--- START TEXT PASSAGE ---

Build a Boat WIP

Meta Description


Design your own boat. Investigate how different materials and shapes affect movement. Master the physics of flotation with this hands-on experiment.

Learning Objectives


Observe how the shape of a boat affects its movement and stability.

Awareness that different materials have different buoyancies.

Introduction of some basic terms related to ship structure.

Key Terms


Buoyancy
The ability of an object to float in a given fluid, or rise through it if it has been fully submerged.

Density
A property of a material, expressed as the mass per unit volume.

Hull
The body of a boat or ship. The hull is watertight.

Keel
The bottommost part of a ship’s structure. The hull is built around the keel. The keel runs along the centreline of the hull.

The law of floatation
When an object is freely floating, it displaces an amount of fluid which has the same weight as itself.

Upthrust
The upward force exerted by a fluid on an object which is partially or fully immersed in the fluid. This force is equal to the weight of the fluid displaced by the floating object.

Step 1
Familiarize yourself with the locations of the hull and keel on a boat by following the link.

--- END TEXT PASSAGE ---

### OBJECTIVES:
- 1) Write out the boat-building lesson word for word, everything from "Introduction of some" down to "per unit volume.".
- 2) Decide whether each statement agrees with the boat-building lesson. Answer yes or no, and quote the words that settle it.
(a) The keel runs along the centreline of the hull.
(b) Density is expressed as weight per unit area.
(c) The upthrust on a floating object equals the weight of the fluid it displaces.
- 3) Answer these questions from the boat-building lesson, each in a few words:
(a) According to Step 1, what should you become familiar with?
(b) Around which part of a ship is the hull built?
(c) What does the lesson say about the hull besides calling it the body of a boat or ship?

--- START PROVIDED INFORMATION ---

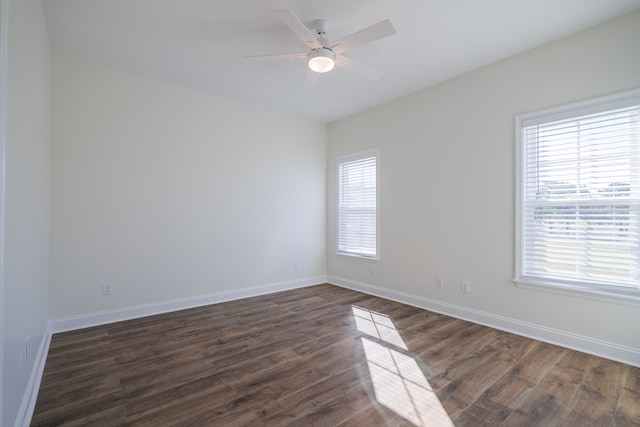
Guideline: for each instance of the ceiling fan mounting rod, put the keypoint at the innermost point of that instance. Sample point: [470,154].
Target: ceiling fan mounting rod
[321,26]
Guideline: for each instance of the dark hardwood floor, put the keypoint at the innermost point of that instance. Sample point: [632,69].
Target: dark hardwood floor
[324,356]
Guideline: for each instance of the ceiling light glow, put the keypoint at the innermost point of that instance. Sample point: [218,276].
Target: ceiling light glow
[322,60]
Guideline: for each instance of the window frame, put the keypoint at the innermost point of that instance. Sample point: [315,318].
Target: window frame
[549,115]
[361,155]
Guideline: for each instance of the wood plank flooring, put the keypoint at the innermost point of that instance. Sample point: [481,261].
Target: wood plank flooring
[324,356]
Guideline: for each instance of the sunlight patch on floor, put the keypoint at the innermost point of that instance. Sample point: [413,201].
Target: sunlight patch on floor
[398,382]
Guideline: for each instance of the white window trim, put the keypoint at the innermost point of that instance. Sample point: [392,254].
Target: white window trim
[346,158]
[548,286]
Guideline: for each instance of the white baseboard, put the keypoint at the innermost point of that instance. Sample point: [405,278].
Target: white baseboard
[28,404]
[127,313]
[619,353]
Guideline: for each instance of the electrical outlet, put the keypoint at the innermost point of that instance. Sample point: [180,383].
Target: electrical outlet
[465,286]
[107,289]
[27,349]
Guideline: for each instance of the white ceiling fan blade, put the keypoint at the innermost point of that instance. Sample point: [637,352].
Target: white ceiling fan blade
[279,56]
[356,67]
[372,33]
[310,81]
[301,30]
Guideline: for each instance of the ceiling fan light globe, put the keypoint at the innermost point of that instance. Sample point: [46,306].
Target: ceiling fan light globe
[322,60]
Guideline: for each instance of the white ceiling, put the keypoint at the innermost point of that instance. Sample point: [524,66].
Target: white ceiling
[200,44]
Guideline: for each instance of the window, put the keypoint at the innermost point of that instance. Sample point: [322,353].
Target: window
[578,201]
[358,205]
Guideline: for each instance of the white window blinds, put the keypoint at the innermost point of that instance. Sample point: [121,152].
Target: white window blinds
[357,205]
[580,198]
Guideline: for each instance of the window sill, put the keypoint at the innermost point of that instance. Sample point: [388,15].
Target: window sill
[632,300]
[356,256]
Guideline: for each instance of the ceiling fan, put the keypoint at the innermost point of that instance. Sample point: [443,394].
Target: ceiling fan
[325,55]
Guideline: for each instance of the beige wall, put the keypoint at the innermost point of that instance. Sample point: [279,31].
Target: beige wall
[447,180]
[26,265]
[169,193]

--- END PROVIDED INFORMATION ---

### RESPONSES TO THE EXERCISE:
- 1)
Introduction of some basic terms related to ship structure.

Key Terms


Buoyancy
The ability of an object to float in a given fluid, or rise through it if it has been fully submerged.

Density
A property of a material, expressed as the mass per unit volume.

- 2)
(a) Yes: "The keel runs along the centreline of the hull."
(b) No: "expressed as the mass per unit volume."
(c) Yes: "This force is equal to the weight of the fluid displaced by the floating object."

- 3)
(a) The locations of the hull and keel on a boat.
(b) The keel.
(c) The hull is watertight.